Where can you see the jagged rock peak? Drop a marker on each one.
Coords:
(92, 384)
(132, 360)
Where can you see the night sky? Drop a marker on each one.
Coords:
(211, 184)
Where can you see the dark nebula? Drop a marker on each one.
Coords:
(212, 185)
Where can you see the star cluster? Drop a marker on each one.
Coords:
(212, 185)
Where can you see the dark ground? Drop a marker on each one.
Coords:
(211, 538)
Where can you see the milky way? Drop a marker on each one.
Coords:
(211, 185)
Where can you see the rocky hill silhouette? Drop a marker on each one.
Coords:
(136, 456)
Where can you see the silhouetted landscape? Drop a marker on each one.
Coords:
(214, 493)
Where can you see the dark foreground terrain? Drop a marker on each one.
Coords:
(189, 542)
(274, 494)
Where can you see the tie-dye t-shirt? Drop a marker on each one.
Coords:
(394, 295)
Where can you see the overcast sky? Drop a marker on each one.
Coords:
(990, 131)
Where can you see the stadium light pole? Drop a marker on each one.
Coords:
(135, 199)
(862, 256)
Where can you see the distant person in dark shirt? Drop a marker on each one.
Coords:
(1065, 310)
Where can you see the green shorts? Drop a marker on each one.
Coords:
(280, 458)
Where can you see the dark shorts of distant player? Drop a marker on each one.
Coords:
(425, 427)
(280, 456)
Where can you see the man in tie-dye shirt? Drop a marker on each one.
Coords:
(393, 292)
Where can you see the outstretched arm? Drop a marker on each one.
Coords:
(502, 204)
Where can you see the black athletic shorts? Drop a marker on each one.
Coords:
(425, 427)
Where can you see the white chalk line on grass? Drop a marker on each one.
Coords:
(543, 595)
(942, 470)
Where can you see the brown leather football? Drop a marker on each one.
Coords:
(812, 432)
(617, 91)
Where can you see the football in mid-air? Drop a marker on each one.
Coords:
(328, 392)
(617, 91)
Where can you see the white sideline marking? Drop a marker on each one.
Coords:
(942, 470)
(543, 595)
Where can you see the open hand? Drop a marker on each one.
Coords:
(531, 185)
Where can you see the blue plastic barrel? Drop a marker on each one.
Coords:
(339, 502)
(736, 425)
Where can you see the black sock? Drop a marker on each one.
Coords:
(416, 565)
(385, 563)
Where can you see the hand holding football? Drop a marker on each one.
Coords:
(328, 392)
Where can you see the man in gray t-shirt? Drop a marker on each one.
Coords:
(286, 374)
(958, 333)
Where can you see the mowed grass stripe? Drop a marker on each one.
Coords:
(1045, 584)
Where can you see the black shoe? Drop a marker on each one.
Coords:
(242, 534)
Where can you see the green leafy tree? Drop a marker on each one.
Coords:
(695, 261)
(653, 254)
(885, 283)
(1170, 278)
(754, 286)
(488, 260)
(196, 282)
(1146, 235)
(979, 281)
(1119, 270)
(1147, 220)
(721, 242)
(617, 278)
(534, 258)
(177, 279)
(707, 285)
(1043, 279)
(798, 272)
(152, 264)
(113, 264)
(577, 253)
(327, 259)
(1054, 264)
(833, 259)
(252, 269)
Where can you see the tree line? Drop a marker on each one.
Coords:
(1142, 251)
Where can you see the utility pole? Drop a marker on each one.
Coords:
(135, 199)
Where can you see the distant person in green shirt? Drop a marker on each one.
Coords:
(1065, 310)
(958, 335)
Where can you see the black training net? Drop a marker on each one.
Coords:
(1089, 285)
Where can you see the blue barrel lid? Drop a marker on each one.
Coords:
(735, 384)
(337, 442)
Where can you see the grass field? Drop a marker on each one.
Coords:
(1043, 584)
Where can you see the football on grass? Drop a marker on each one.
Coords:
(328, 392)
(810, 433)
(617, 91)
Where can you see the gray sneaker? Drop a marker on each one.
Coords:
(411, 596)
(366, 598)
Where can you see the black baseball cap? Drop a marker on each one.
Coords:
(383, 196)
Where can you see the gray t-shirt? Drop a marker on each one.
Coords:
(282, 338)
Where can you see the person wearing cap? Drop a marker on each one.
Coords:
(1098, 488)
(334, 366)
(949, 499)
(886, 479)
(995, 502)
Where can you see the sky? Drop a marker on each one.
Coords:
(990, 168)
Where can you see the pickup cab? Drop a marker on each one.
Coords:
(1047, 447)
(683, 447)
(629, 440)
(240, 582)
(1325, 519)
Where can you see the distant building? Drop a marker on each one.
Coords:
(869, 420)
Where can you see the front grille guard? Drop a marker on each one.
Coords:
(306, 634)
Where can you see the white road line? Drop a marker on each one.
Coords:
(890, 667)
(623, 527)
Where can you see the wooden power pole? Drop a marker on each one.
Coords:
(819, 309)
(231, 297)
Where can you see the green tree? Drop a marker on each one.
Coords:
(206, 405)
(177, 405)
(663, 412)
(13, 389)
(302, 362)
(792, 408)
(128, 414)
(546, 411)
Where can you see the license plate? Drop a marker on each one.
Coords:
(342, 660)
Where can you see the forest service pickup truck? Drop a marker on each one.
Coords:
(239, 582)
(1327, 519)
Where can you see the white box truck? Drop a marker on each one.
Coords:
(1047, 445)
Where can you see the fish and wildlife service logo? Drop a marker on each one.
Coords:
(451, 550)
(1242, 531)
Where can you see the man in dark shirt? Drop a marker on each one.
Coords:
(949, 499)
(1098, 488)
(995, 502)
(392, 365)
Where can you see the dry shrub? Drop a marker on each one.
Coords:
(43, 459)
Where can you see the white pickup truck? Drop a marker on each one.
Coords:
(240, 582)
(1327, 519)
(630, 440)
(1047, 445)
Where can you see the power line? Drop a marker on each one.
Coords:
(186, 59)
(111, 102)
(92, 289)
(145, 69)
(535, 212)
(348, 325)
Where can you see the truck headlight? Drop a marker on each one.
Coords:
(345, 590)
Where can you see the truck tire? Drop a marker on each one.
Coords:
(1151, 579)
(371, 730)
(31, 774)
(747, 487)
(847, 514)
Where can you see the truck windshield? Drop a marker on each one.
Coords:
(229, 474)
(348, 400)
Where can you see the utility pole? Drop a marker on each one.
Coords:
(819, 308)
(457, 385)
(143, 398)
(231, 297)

• • • •

Rewrite all the records above with every "Coords" swapped for "Coordinates", changing nothing else.

* _FINISHED TASK_:
Where can you see the jagged rock peak? Drop a marker on each one.
Coordinates:
(92, 384)
(132, 360)
Where can you see the night sky? Drop a marker on each one.
Coordinates:
(211, 184)
Where can you see the dark nebula? Drop a marker on each one.
Coordinates:
(212, 185)
Where can you see the star cluster? Drop a marker on each one.
Coordinates:
(212, 185)
Where can you see the dark ground? Drop a marker on each one.
Coordinates:
(211, 538)
Where can you see the milky way? Drop a marker on each one.
Coordinates:
(211, 185)
Where can you see the rocky hill silhouette? Drop a marker on each one.
Coordinates:
(136, 456)
Where can you see the silhouetted landscape? Drop a marker on each one.
Coordinates:
(214, 493)
Where can you see the dark foreground terrain? Drop a marker on each one.
Coordinates:
(189, 542)
(274, 494)
Where can you see the tie-dye t-shirt? Drop a marker on each one.
Coordinates:
(394, 295)
Where can you see the overcast sky? Drop a marker on each one.
Coordinates:
(990, 131)
Where can you see the stadium light pole? Drop a marker on each one.
Coordinates:
(135, 199)
(862, 256)
Where can you see the distant person in dark shirt? Drop a marker on each one.
Coordinates:
(1065, 310)
Where can you see the green shorts? Drop a marker on each one.
Coordinates:
(280, 458)
Where can you see the dark shorts of distant player? Drop a marker on each one.
Coordinates:
(425, 427)
(280, 456)
Where can you see the man in tie-dye shirt? Drop a marker on each one.
Coordinates:
(393, 292)
Where can you see the outstretched arm? Drop a marker on each one.
Coordinates:
(502, 204)
Where can you see the black athletic shorts? Drop a marker on each one.
Coordinates:
(425, 427)
Where can you see the white chalk line on grass? Drop a marker on each one.
Coordinates:
(543, 595)
(942, 470)
Where can you see the brown leather football? Drop a marker on each one.
Coordinates:
(812, 432)
(617, 91)
Where can you see the football in mid-air? Drop a marker on each one.
Coordinates:
(328, 392)
(617, 91)
Where can you see the white sideline marking? Drop a marker on each one.
Coordinates:
(942, 470)
(543, 595)
Where can you see the open hand? Drop a marker on each one.
Coordinates:
(531, 185)
Where can you see the blue plastic barrel? Drop a marker on each one.
Coordinates:
(339, 502)
(736, 425)
Where can you see the black sock? Drop a marker on each one.
Coordinates:
(416, 565)
(385, 563)
Where can you see the hand holding football? Drop a marker on each one.
Coordinates:
(328, 392)
Where can you see the man in gray t-shirt? Drop a marker on each one.
Coordinates:
(286, 374)
(958, 333)
Where can you see the mowed grass stripe? Drop a marker on each one.
Coordinates:
(1045, 584)
Where can you see the black shoe? Drop a marker on each one.
Coordinates:
(242, 534)
Where can you see the green leafy tree? Drop a marker on each one.
Coordinates:
(695, 261)
(653, 254)
(885, 283)
(1170, 278)
(754, 286)
(488, 260)
(196, 282)
(1146, 235)
(979, 281)
(1119, 270)
(1147, 220)
(721, 242)
(617, 278)
(534, 258)
(177, 279)
(707, 285)
(1043, 279)
(798, 272)
(152, 264)
(113, 264)
(577, 253)
(327, 259)
(1054, 264)
(833, 259)
(252, 269)
Where can you see the tree line? Drop a marker on each one.
Coordinates:
(1142, 251)
Where can you see the utility pole? Drop a marker on each one.
Coordinates:
(135, 199)
Where can you see the distant person in green shirt? Drop a marker on each one.
Coordinates:
(1065, 310)
(958, 335)
Where can you see the black training net? Drop a marker on each one.
Coordinates:
(1089, 285)
Where can you see the blue barrel lid? Drop a marker on each one.
Coordinates:
(735, 384)
(337, 442)
Where can you see the grass field? Drop a marker on each one.
Coordinates:
(1043, 584)
Where can you see the football on grass? Drop a marker on each one.
Coordinates:
(328, 392)
(810, 433)
(617, 91)
Where can you see the gray sneaker? Drop a marker on each one.
Coordinates:
(411, 596)
(366, 598)
Where can you see the black baseball cap? Drop a marker on each one.
Coordinates:
(383, 196)
Where can you see the gray t-shirt? Drop a marker on each one.
Coordinates:
(282, 338)
Where can you see the person wearing cap? Drop a marker on each one.
Coordinates:
(1098, 488)
(334, 366)
(949, 499)
(886, 479)
(995, 502)
Where can you see the sky? Drop a marker on each one.
Coordinates:
(990, 168)
Where can you see the pickup cab? Drop a marker on each one.
Coordinates:
(1047, 447)
(683, 447)
(629, 440)
(240, 582)
(1325, 519)
Where can you see the distant building? Drop a marker on each one.
Coordinates:
(869, 420)
Where can you see the front grille guard? Drop a marker on each one.
Coordinates:
(306, 634)
Where can you see the white road line? Drop a marker on each one.
Coordinates:
(890, 667)
(623, 527)
Where can you see the wooden power pole? Drop a marker on each one.
Coordinates:
(819, 309)
(231, 297)
Where can you see the green tree? Drop a marker on each one.
Coordinates:
(206, 405)
(177, 405)
(663, 412)
(13, 389)
(302, 362)
(792, 408)
(128, 414)
(546, 411)
Where can you see the license plate? Drop a marker on each one.
Coordinates:
(342, 660)
Where can you see the forest service pickup truck? Drop a marker on each one.
Coordinates:
(239, 582)
(1327, 519)
Where can you see the white box truck? Drop a marker on each one.
Coordinates:
(1047, 445)
Where can you see the fish and wildlife service logo? Drop a marker on each one.
Coordinates:
(451, 550)
(1242, 531)
Where can you see the man in dark shirt? Drop a marker on each one.
Coordinates:
(949, 499)
(1098, 488)
(995, 502)
(392, 365)
Where can you see the dry shrub? Drop a marker on each one.
Coordinates:
(43, 459)
Where can you see the white pickup truck? Drop a marker on each one.
Coordinates:
(240, 582)
(1327, 519)
(630, 440)
(1047, 445)
Where can you see the power line? Drop a marker on each one.
Coordinates:
(186, 59)
(111, 102)
(92, 289)
(145, 69)
(535, 212)
(348, 325)
Where can you see the truck headlight? Drop a marker on each one.
Coordinates:
(345, 590)
Where can you see the truck tire? Drop a marker on each one.
Coordinates:
(1151, 579)
(371, 730)
(31, 774)
(747, 487)
(847, 514)
Where can you see the truck windshield? Drop a marker on each one.
Coordinates:
(229, 474)
(348, 400)
Where can you see the utility pole? Drop a marker on each one.
Coordinates:
(819, 308)
(457, 385)
(143, 398)
(231, 297)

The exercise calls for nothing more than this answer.